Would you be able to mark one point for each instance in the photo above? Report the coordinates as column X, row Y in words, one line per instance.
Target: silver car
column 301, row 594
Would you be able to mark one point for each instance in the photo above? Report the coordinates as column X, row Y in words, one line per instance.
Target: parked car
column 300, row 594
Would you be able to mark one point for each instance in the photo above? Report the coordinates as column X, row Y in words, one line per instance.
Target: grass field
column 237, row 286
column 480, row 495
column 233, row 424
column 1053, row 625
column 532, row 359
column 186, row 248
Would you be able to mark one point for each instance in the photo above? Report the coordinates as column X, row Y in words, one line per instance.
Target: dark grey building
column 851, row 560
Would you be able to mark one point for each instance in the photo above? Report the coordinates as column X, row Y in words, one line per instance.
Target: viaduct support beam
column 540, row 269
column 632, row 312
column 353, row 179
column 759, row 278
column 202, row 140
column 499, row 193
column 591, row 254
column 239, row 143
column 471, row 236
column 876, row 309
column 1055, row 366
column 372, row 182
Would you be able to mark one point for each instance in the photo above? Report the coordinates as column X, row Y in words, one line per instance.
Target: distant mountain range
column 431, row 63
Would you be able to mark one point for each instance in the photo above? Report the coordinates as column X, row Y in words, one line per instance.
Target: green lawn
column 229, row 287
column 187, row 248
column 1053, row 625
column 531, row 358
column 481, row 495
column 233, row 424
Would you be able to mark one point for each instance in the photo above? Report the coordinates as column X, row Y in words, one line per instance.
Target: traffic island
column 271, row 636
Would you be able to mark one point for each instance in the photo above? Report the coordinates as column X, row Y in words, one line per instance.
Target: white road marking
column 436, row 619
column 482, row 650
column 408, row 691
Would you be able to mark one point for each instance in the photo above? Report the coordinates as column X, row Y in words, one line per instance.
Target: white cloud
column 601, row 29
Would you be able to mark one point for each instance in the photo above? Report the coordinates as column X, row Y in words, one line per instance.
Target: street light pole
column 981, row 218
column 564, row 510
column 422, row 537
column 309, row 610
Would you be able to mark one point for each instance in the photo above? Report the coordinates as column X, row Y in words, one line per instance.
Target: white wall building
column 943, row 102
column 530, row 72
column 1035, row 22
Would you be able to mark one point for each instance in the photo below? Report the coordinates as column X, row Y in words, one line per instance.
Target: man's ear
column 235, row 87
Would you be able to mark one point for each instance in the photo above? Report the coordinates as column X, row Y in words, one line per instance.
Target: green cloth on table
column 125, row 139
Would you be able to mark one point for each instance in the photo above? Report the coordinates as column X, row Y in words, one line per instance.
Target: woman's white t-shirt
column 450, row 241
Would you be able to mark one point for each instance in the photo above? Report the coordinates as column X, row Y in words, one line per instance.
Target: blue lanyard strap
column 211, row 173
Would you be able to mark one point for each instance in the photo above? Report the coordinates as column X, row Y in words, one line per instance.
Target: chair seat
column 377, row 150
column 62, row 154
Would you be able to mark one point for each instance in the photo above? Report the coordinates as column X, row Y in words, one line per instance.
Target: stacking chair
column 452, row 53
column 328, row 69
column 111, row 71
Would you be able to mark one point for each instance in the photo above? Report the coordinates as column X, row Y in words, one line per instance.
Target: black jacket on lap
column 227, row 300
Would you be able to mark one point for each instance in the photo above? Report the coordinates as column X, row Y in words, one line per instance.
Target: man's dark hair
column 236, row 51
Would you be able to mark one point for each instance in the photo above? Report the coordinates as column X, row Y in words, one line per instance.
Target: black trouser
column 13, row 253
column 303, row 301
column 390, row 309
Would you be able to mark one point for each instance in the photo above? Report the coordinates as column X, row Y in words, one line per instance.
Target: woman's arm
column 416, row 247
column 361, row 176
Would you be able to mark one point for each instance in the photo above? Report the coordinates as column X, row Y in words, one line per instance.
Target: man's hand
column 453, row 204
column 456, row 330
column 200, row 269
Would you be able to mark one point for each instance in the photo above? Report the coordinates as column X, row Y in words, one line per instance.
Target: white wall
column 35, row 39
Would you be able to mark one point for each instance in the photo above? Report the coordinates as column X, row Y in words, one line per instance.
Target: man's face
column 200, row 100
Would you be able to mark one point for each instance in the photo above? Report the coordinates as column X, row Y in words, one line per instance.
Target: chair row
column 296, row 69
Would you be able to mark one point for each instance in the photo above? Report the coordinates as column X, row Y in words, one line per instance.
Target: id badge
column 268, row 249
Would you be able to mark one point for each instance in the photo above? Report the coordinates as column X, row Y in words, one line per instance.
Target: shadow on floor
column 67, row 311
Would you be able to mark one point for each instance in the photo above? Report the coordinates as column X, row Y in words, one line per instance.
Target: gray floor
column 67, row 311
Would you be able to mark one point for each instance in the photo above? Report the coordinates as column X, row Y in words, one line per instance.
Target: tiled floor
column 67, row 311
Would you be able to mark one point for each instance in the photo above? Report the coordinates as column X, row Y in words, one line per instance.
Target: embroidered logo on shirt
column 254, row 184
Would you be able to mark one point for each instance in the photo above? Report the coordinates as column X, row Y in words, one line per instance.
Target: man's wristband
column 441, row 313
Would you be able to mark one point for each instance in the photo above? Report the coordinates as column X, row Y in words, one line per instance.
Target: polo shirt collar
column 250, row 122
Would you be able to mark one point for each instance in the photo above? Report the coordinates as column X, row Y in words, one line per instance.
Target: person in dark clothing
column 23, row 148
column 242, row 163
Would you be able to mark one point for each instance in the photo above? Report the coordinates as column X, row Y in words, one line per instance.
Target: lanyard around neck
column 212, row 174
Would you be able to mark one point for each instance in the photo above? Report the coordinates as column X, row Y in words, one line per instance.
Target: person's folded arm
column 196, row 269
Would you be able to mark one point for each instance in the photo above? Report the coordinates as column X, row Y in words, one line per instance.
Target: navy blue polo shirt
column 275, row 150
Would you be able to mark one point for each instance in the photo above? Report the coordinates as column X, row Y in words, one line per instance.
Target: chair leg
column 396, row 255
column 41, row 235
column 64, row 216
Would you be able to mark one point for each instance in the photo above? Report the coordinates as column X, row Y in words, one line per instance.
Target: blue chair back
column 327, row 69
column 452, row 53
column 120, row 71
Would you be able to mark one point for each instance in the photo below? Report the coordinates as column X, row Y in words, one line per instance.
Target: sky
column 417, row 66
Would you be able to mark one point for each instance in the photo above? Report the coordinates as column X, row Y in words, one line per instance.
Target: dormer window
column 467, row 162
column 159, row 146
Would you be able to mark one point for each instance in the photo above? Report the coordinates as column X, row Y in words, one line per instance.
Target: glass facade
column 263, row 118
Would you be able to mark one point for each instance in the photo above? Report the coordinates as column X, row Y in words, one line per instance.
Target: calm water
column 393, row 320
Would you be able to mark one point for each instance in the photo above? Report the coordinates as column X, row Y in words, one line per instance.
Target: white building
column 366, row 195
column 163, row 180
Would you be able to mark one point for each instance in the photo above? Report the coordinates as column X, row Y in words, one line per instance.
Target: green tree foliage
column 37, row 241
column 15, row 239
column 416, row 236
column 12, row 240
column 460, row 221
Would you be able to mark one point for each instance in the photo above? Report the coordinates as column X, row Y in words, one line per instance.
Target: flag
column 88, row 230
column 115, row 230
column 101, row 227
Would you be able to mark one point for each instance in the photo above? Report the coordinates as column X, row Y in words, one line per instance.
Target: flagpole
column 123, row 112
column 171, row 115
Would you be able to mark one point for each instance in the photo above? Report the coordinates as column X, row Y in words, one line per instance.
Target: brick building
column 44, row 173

***

• [TASK]: All of the entries should be written out again exactly.

• [TASK RESPONSE]:
Would you be able to mark one point for each instance in the photo above? Report the coordinates as column X, row Y in words, one line per instance.
Target: silver car
column 301, row 594
Would you be able to mark one point for each instance in the photo above? Report the coordinates as column X, row Y in words, one line per instance.
Target: parked car
column 300, row 594
Would you be able to mark one point for each instance in the photo above? Report the coordinates as column X, row Y in words, one line per instance.
Target: grass field
column 237, row 286
column 480, row 495
column 233, row 424
column 1053, row 625
column 532, row 359
column 186, row 248
Would you be able to mark one point for each instance in the photo above? Report the coordinates as column X, row Y in words, one line per instance.
Target: dark grey building
column 851, row 560
Would you be able to mark one point for each instance in the photo above? Report the coordinates as column X, row Y in words, one line per instance.
Target: viaduct support beam
column 540, row 269
column 632, row 312
column 353, row 179
column 759, row 278
column 202, row 140
column 499, row 193
column 591, row 254
column 239, row 143
column 471, row 236
column 876, row 309
column 1055, row 366
column 372, row 182
Would you be able to mark one point for each instance in the photo above? Report the coordinates as column X, row Y in words, one line per instance.
Target: distant mountain range
column 431, row 63
Would you be able to mark one point for each instance in the photo above? Report the coordinates as column X, row Y in words, one line per instance.
Target: green lawn
column 229, row 287
column 187, row 248
column 1053, row 625
column 531, row 358
column 481, row 495
column 233, row 424
Would you be able to mark one point for each instance in the photo above? Report the coordinates as column X, row Y in words, one line per instance.
Target: traffic island
column 271, row 636
Would you be able to mark one point for each instance in the photo above? Report the coordinates as column X, row Y in words, one line per instance.
Target: white road marking
column 436, row 619
column 482, row 650
column 408, row 691
Would you be able to mark one point for each instance in the photo above? Report the coordinates as column X, row Y in words, one line per instance.
Target: white cloud
column 601, row 29
Would you be able to mark one point for each instance in the photo above? Report the coordinates as column X, row Y in words, one line per instance.
Target: street light pole
column 981, row 218
column 564, row 510
column 422, row 537
column 309, row 610
Would you be able to mark one point for each instance in the photo above? Report the coordinates as column X, row Y in words, one line per instance.
Target: white wall building
column 943, row 102
column 530, row 72
column 1035, row 22
Would you be able to mark one point for each instance in the photo below? Report the coordinates as column X, row Y in words, one line per instance.
Target: man's ear
column 235, row 87
Would you be able to mark one point for each instance in the photo above? Report the coordinates as column X, row Y in words, one line per instance.
Target: green cloth on table
column 125, row 139
Would you be able to mark one point for each instance in the photo above? Report the coordinates as column X, row Y in words, one line per instance.
Target: woman's white t-shirt
column 450, row 241
Would you be able to mark one point for each instance in the photo above? Report the coordinates as column X, row Y in words, one line per instance.
Target: blue lanyard strap
column 211, row 173
Would you be able to mark one point for each instance in the photo above? Report the coordinates as column X, row Y in words, one line per instance.
Target: chair seat
column 377, row 150
column 62, row 154
Would you be able to mark one point for each instance in the photo above? Report the coordinates as column X, row Y in words, one line per instance.
Target: stacking chair
column 452, row 53
column 328, row 69
column 111, row 71
Would you be able to mark one point for each instance in the photo above? Report the coordinates as column X, row Y in words, one line per instance.
Target: black jacket on lap
column 227, row 300
Would you be able to mark one point for each instance in the photo above? Report the coordinates as column X, row Y in words, one line per instance.
Target: man's dark hair
column 236, row 51
Would you be able to mark one point for each instance in the photo above? Report the coordinates as column X, row Y in words, one line per instance.
Target: black trouser
column 13, row 253
column 303, row 301
column 390, row 309
Would you be able to mark one point for each instance in the photo above? Report the coordinates as column X, row Y in words, one line per instance.
Target: woman's arm
column 416, row 247
column 361, row 176
Would you be able to mark one point for each instance in the photo above? Report the coordinates as column X, row Y in words, one line per instance.
Target: man's hand
column 453, row 204
column 456, row 330
column 200, row 269
Would you be able to mark one point for each instance in the photo above? Report the coordinates as column X, row Y in words, one line per instance.
Target: white wall
column 35, row 39
Would you be able to mark one point for each instance in the photo above? Report the coordinates as column X, row Y in words, one line per instance.
Target: man's face
column 200, row 100
Would you be able to mark one point for each instance in the photo above? Report the coordinates as column X, row Y in words, one line per instance.
Target: chair row
column 296, row 69
Would you be able to mark one point for each instance in the photo above? Report the coordinates as column X, row Y in words, one line per instance.
Target: id badge
column 268, row 249
Would you be able to mark one point for each instance in the photo above? Report the coordinates as column X, row Y in words, one line per instance.
Target: shadow on floor
column 67, row 311
Would you be able to mark one point for each instance in the photo above? Report the coordinates as column X, row Y in words, one line per instance.
Target: gray floor
column 67, row 311
Would you be able to mark one point for each instance in the photo above? Report the coordinates as column X, row Y in words, one line per instance.
Target: tiled floor
column 67, row 311
Would you be able to mark one point for each instance in the photo above? Report the coordinates as column X, row Y in words, one line per instance.
Target: embroidered logo on shirt
column 254, row 184
Would you be able to mark one point for each instance in the photo above? Report the coordinates as column X, row Y in words, one line per instance.
Target: man's wristband
column 441, row 313
Would you be able to mark one point for each instance in the photo above? Report the coordinates as column X, row Y in words, one line per instance.
Target: polo shirt collar
column 250, row 122
Would you be able to mark one point for each instance in the photo above? Report the coordinates as column X, row Y in words, one line per instance.
Target: person in dark clothing
column 23, row 148
column 242, row 163
Would you be able to mark one point for each instance in the photo above? Report the coordinates as column X, row Y in words, one line per instance.
Target: lanyard around neck
column 212, row 174
Would you be able to mark one point for each instance in the photo above? Report the coordinates as column X, row Y in words, one line per instance.
Target: person's folded arm
column 196, row 269
Would you be able to mark one point for each instance in the photo above? Report the coordinates as column X, row Y in words, one line per instance.
Target: navy blue polo shirt
column 275, row 150
Would you be able to mark one point for each instance in the photo above? Report the coordinates as column X, row Y in words, one line per instance.
Target: chair leg
column 396, row 255
column 41, row 235
column 64, row 216
Would you be able to mark one point for each instance in the photo above? Report the coordinates as column X, row Y in words, one line per instance.
Target: blue chair back
column 327, row 69
column 452, row 53
column 120, row 71
Would you be able to mark one point for each instance in the photo below? Report the coordinates as column X, row Y in words, one line per instance.
Target: sky
column 417, row 66
Would you be able to mark one point for each instance in the photo above? Report the coordinates as column X, row Y in words, one line per instance.
Target: dormer window
column 467, row 162
column 159, row 146
Would you be able to mark one point for each instance in the photo above? Report the coordinates as column X, row Y in words, one line per instance.
Target: glass facade
column 263, row 118
Would you be able to mark one point for each instance in the photo above? Report the coordinates as column X, row Y in words, one line per instance.
Target: calm water
column 393, row 320
Would you be able to mark one point for each instance in the photo above? Report the coordinates as column X, row Y in words, one line per instance.
Target: white building
column 366, row 195
column 163, row 180
Would you be able to mark one point for each instance in the photo above? Report the coordinates as column X, row Y in words, one line per instance.
Target: green tree foliage
column 37, row 241
column 15, row 239
column 416, row 236
column 12, row 240
column 460, row 221
Would you be able to mark one point for each instance in the photo above? Report the coordinates as column X, row Y in words, one line per instance.
Target: flag
column 88, row 230
column 115, row 230
column 101, row 227
Would you be able to mark one point for each instance in the photo above? Report the coordinates as column X, row Y in words, one line per instance.
Target: flagpole
column 123, row 112
column 171, row 115
Would you be able to mark one point for each instance in the photo above? Report the coordinates as column X, row Y in words, one line per instance.
Target: brick building
column 44, row 173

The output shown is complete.